━━━ KUTIPAN TEKS ━━━
Jakarta, CNN Indonesia -- Badan Pemeriksa Keuangan (BPK) kelihatannya harus bekerja ekstra keras untuk membuktikan keabsahan opininya, setelah dua auditornya terjerat kasus dugaan suap oleh Komisi Pemberantasan Korupsi (KPK), akhir pekan lalu. Dua auditor BPK tersebut diamankan KPK dalam Operasi Tangkap Tangan terkait pemberian opini Wajar Tanpa Pengecualian (WTP) kepada Kementerian Pedesaan, Pembangunan Daerah Tertinggal, dan Transmigrasi.
━━━
- PERINTAH TUGAS 1: Sebutkan setiap singkatan yang ditulis dalam tanda kurung pada kutipan berita di atas beserta kepanjangannya.
- PERINTAH TUGAS 2: Tuliskan ulang bagian kutipan berita di atas mulai dari "Jakarta, CNN Indonesia" sampai dengan "Tertinggal, dan Transmigrasi.", tanpa mengubah satu kata pun.
- PERINTAH TUGAS 3: Tentukan apakah setiap pernyataan berikut sesuai dengan kutipan berita di atas, lalu jawab ya atau tidak disertai kata-kata penentunya dari kutipan berita tersebut. (a) Dua auditor BPK diamankan oleh KPK. (b) Kasus tersebut berkaitan dengan pemberian opini Wajar Dengan Pengecualian. (c) Peristiwa itu terjadi pada awal pekan lalu.
━━━ BAHAN YANG DISEDIAKAN ━━━
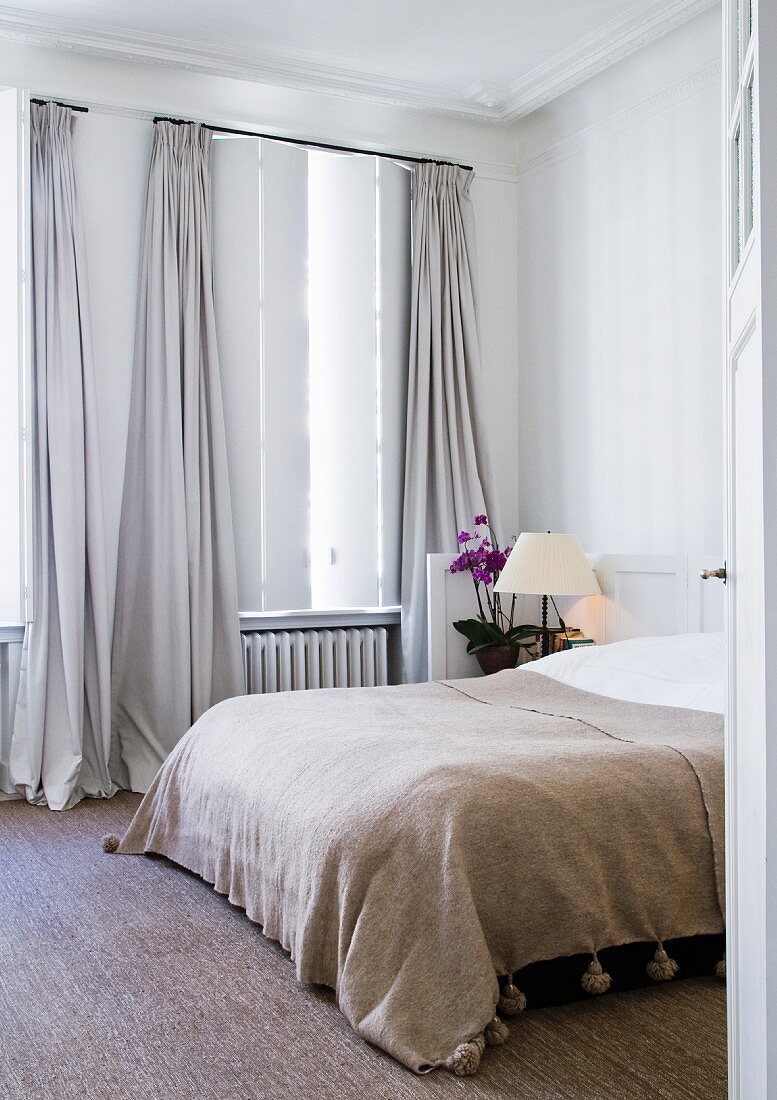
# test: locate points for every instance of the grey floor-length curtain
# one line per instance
━━━
- JAWABAN LENGKAP 1:
BPK: Badan Pemeriksa Keuangan
KPK: Komisi Pemberantasan Korupsi
WTP: Wajar Tanpa Pengecualian

- JAWABAN LENGKAP 2:
Jakarta, CNN Indonesia -- Badan Pemeriksa Keuangan (BPK) kelihatannya harus bekerja ekstra keras untuk membuktikan keabsahan opininya, setelah dua auditornya terjerat kasus dugaan suap oleh Komisi Pemberantasan Korupsi (KPK), akhir pekan lalu. Dua auditor BPK tersebut diamankan KPK dalam Operasi Tangkap Tangan terkait pemberian opini Wajar Tanpa Pengecualian (WTP) kepada Kementerian Pedesaan, Pembangunan Daerah Tertinggal, dan Transmigrasi.

- JAWABAN LENGKAP 3:
(a) Ya: "Dua auditor BPK tersebut diamankan KPK dalam Operasi Tangkap Tangan"
(b) Tidak: "pemberian opini Wajar Tanpa Pengecualian (WTP)"
(c) Tidak: "akhir pekan lalu"